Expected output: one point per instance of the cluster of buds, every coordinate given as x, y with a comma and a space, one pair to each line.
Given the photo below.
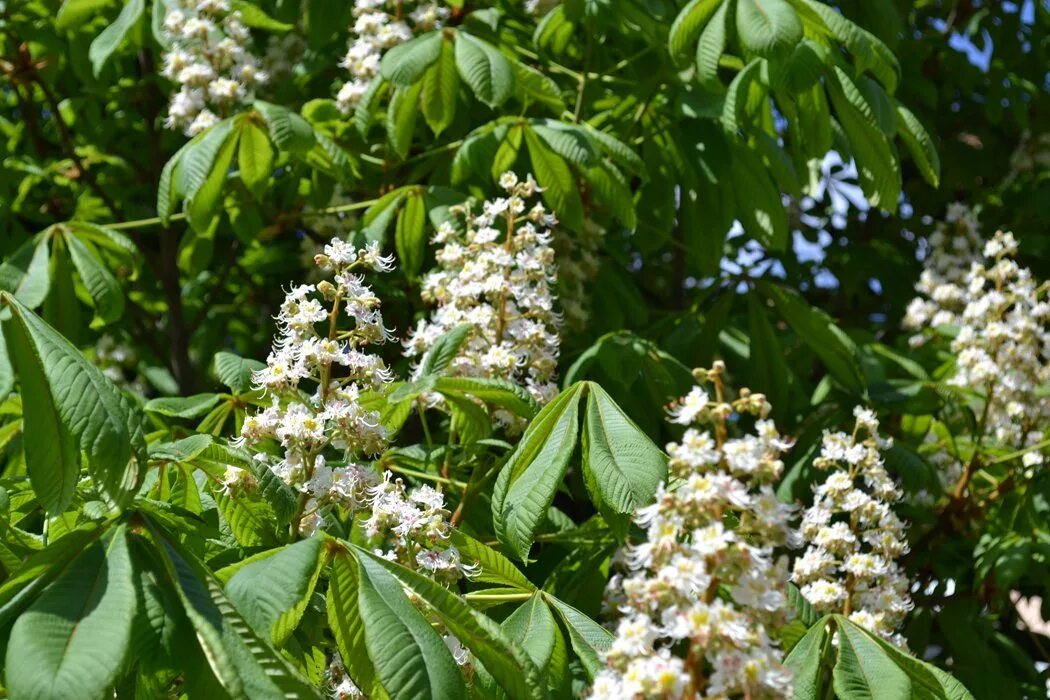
853, 536
380, 25
701, 597
497, 275
208, 58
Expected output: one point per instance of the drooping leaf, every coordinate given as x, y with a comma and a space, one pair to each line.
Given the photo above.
410, 234
863, 671
526, 485
111, 38
74, 639
103, 288
532, 627
71, 393
687, 26
236, 372
768, 27
484, 68
404, 64
272, 593
290, 132
505, 660
410, 658
441, 89
622, 466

--------------------

*STATED EXERCISE:* Scale the rows above by writing them all out again, requests included, with every x and y coordinate in the answers multiplied by 1.9 and rounded to a whole number, halves rounding up. Leave the pictures out.

*PROBLEM SOLUTION:*
Expected output: one point per instance of the cluster of buds, every coordinate given as x, y with a comma and a space, one pair to each line.
Given the photo below.
1621, 1018
722, 48
1332, 1134
944, 523
395, 110
Expected output: one point per instance of the drooping leaf, every coordinate given as x, y with a comma and a space, one pair to each line.
Given the photo above.
779, 445
1640, 1275
999, 922
211, 72
141, 1214
196, 547
1011, 1191
135, 747
1305, 49
448, 707
1459, 51
920, 129
768, 122
517, 1127
551, 251
960, 1254
779, 1250
838, 169
1182, 885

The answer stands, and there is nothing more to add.